§ Problem statement: Would you copy the lines below exactly and omit the images?
+++ Information +++
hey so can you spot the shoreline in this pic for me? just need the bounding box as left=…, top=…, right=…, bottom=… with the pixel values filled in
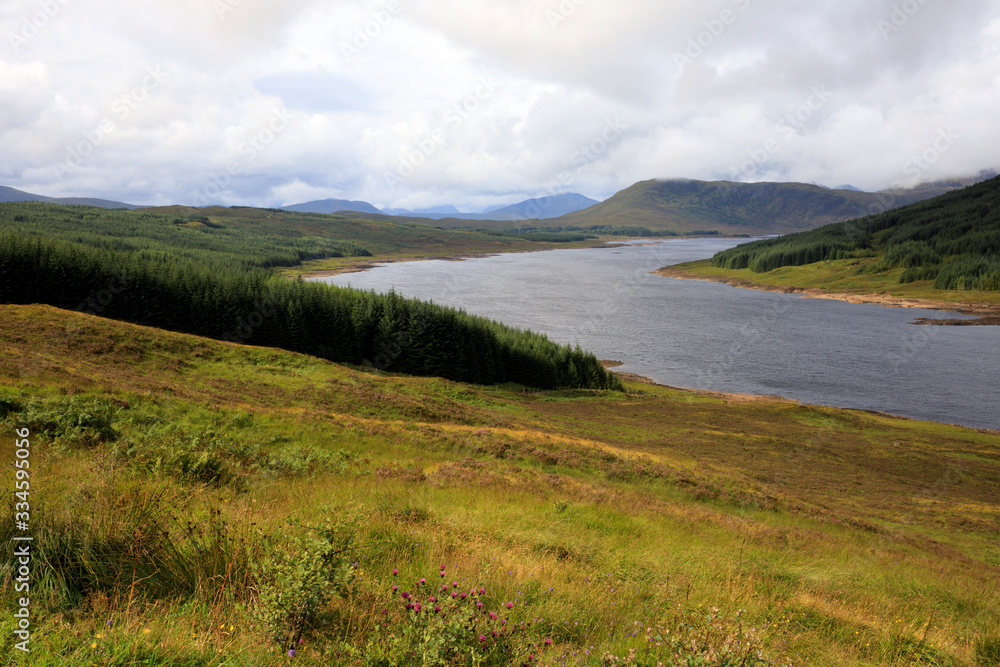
left=655, top=265, right=1000, bottom=325
left=601, top=360, right=798, bottom=405
left=602, top=362, right=1000, bottom=434
left=297, top=243, right=627, bottom=280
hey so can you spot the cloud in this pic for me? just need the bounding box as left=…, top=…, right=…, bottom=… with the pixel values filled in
left=1, top=0, right=998, bottom=208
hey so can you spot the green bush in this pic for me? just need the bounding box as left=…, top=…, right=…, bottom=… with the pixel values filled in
left=252, top=511, right=361, bottom=651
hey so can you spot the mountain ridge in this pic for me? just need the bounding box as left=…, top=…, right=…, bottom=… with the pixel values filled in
left=0, top=185, right=141, bottom=209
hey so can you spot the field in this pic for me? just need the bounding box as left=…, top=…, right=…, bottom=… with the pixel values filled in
left=3, top=304, right=999, bottom=666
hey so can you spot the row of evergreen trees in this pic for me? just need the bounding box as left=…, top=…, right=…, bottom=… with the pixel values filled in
left=710, top=175, right=1000, bottom=291
left=0, top=232, right=621, bottom=390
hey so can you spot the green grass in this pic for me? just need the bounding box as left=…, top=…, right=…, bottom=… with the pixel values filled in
left=2, top=304, right=999, bottom=665
left=660, top=258, right=1000, bottom=307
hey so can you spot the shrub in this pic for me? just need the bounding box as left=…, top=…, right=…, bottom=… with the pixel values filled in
left=252, top=510, right=361, bottom=651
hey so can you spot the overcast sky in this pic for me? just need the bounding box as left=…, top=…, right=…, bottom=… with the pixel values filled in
left=2, top=0, right=999, bottom=210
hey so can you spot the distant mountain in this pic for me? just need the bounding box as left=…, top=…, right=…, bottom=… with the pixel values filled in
left=0, top=186, right=47, bottom=203
left=486, top=193, right=599, bottom=220
left=554, top=178, right=976, bottom=235
left=281, top=198, right=382, bottom=215
left=0, top=185, right=140, bottom=209
left=382, top=193, right=599, bottom=222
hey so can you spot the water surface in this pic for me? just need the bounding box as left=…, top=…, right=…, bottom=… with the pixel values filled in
left=317, top=239, right=999, bottom=431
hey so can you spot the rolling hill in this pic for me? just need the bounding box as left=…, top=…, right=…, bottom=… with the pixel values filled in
left=554, top=178, right=969, bottom=234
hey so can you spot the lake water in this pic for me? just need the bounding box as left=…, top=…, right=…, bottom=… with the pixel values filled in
left=316, top=238, right=1000, bottom=431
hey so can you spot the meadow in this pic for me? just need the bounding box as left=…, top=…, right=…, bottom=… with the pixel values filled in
left=2, top=303, right=999, bottom=666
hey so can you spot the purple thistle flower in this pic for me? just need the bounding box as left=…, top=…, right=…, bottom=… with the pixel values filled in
left=288, top=649, right=296, bottom=657
left=506, top=602, right=513, bottom=609
left=392, top=569, right=398, bottom=576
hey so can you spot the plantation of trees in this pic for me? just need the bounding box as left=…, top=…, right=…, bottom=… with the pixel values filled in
left=710, top=174, right=1000, bottom=290
left=0, top=204, right=621, bottom=390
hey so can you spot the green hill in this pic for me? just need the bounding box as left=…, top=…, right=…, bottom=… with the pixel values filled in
left=2, top=303, right=999, bottom=665
left=555, top=179, right=970, bottom=235
left=711, top=174, right=1000, bottom=290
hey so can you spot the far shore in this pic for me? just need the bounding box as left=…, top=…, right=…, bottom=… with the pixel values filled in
left=656, top=264, right=1000, bottom=325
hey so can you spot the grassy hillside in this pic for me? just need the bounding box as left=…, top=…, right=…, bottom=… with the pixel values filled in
left=707, top=175, right=1000, bottom=292
left=2, top=304, right=999, bottom=665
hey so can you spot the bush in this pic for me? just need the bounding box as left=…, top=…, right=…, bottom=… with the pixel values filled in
left=253, top=511, right=361, bottom=652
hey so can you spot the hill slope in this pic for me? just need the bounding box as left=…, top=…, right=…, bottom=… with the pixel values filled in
left=557, top=179, right=958, bottom=234
left=710, top=174, right=1000, bottom=290
left=2, top=303, right=999, bottom=665
left=486, top=193, right=599, bottom=220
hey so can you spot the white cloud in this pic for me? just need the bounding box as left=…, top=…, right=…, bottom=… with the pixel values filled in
left=1, top=0, right=998, bottom=208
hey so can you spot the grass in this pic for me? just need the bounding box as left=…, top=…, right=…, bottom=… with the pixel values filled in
left=660, top=258, right=1000, bottom=307
left=2, top=304, right=999, bottom=665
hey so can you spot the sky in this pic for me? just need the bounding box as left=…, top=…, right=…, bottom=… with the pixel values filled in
left=2, top=0, right=999, bottom=211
+++
§ Response to this task:
hey so can you spot the shoreline in this pic for me? just need the bounding box as left=…, top=…, right=…, bottom=… with the pixel values filled in
left=655, top=265, right=1000, bottom=325
left=601, top=360, right=798, bottom=405
left=602, top=362, right=1000, bottom=434
left=297, top=243, right=627, bottom=280
hey so can you spot the cloud in this pic for me? just need the bounding box as left=…, top=…, right=…, bottom=… with the pixel values filled in
left=1, top=0, right=998, bottom=208
hey so can you spot the green bush in this pic for me? just need the bounding box as left=…, top=…, right=…, bottom=… with the pixel values filled in
left=252, top=511, right=361, bottom=651
hey so can you spot the mountain ridge in this pic for me? just need the bounding box as left=…, top=…, right=…, bottom=… with the pixel values filled in
left=0, top=185, right=141, bottom=209
hey so can you spot the field in this pic for me? just need the bounding box as left=…, top=…, right=…, bottom=… with the pixel values filled in
left=3, top=304, right=999, bottom=666
hey so can you spot the row of evergreen trees in this pic for me? just need the bounding box as left=…, top=…, right=…, bottom=… with the pixel values filled in
left=710, top=175, right=1000, bottom=291
left=0, top=232, right=621, bottom=390
hey so can you spot the green grass in this pic for me? just need the bounding box as left=…, top=…, right=…, bottom=… with the pixel values filled in
left=2, top=304, right=999, bottom=665
left=660, top=258, right=1000, bottom=307
hey so can you spot the shrub in this pic for me? just need the bounding box as left=…, top=…, right=…, bottom=… with the pixel values filled in
left=252, top=510, right=361, bottom=651
hey so can you spot the overcast sky in this pic for me? just need the bounding box as left=…, top=…, right=…, bottom=… with the pixel values filled in
left=2, top=0, right=999, bottom=210
hey so can you spot the distant mountain in this pic for me? just need the bounding box as left=…, top=…, right=…, bottom=… with the pixel values filled in
left=0, top=186, right=47, bottom=203
left=486, top=193, right=599, bottom=220
left=554, top=178, right=976, bottom=235
left=281, top=198, right=382, bottom=215
left=0, top=185, right=140, bottom=209
left=382, top=193, right=599, bottom=222
hey so can you spot the water surface in this pic for me? just need the bounding box as left=…, top=…, right=…, bottom=… with the pixel values filled in
left=317, top=239, right=999, bottom=431
hey so can you spot the rolling hill in this pic for me? just need the bounding box as left=…, top=…, right=…, bottom=… with the pixel values filled in
left=554, top=178, right=969, bottom=234
hey so can you spot the lake water in this pic for me? just need the bounding box as left=…, top=…, right=…, bottom=… with the pixel values filled in
left=316, top=238, right=1000, bottom=431
hey so can you spot the meadow in this pic for me? just need the bounding box as left=…, top=…, right=…, bottom=… with the pixel values filled in
left=2, top=303, right=999, bottom=666
hey so can you spot the purple thistle flower in this pic for me? just need the bounding box as left=…, top=…, right=…, bottom=… with the pixel values filled in
left=288, top=649, right=296, bottom=657
left=506, top=602, right=513, bottom=609
left=392, top=569, right=398, bottom=576
hey so can you spot the plantation of trees in this pic for me? just need the bounding box as left=…, top=…, right=…, bottom=… with the pixel values filled in
left=710, top=174, right=1000, bottom=290
left=0, top=204, right=621, bottom=390
hey so can you spot the green hill in this pic for me? just need the bounding box as left=…, top=…, right=…, bottom=… with the pixel values filled in
left=2, top=303, right=999, bottom=665
left=555, top=179, right=970, bottom=235
left=711, top=174, right=1000, bottom=290
hey so can you spot the far shore in this pic for me? just need the bounding box as left=…, top=…, right=…, bottom=… with the pixel values filled in
left=656, top=264, right=1000, bottom=325
hey so can you spot the grassy hillside in this pic for me? just need the bounding box as left=…, top=…, right=…, bottom=… with the pixel values filled in
left=707, top=175, right=1000, bottom=292
left=2, top=304, right=999, bottom=665
hey so can you spot the bush in this pic for me? just need the bounding box as left=…, top=…, right=…, bottom=… with the pixel values filled in
left=253, top=511, right=361, bottom=652
hey so can you spot the hill slope in this pic for me? just need the bounding box as left=…, top=…, right=…, bottom=… with the pixel values filled in
left=557, top=179, right=958, bottom=234
left=710, top=174, right=1000, bottom=290
left=2, top=303, right=999, bottom=665
left=486, top=193, right=599, bottom=220
hey so can you spot the white cloud in this pic for me? just need the bounding box as left=…, top=…, right=…, bottom=… with the pixel values filled in
left=1, top=0, right=998, bottom=208
hey so can you spot the grass in this pic for me? just need the bounding box as left=…, top=…, right=…, bottom=… with the pixel values filled in
left=660, top=258, right=1000, bottom=307
left=2, top=304, right=999, bottom=665
hey so can you spot the sky in this pic for me? just need the bounding box as left=…, top=…, right=…, bottom=… with the pixel values filled in
left=2, top=0, right=999, bottom=211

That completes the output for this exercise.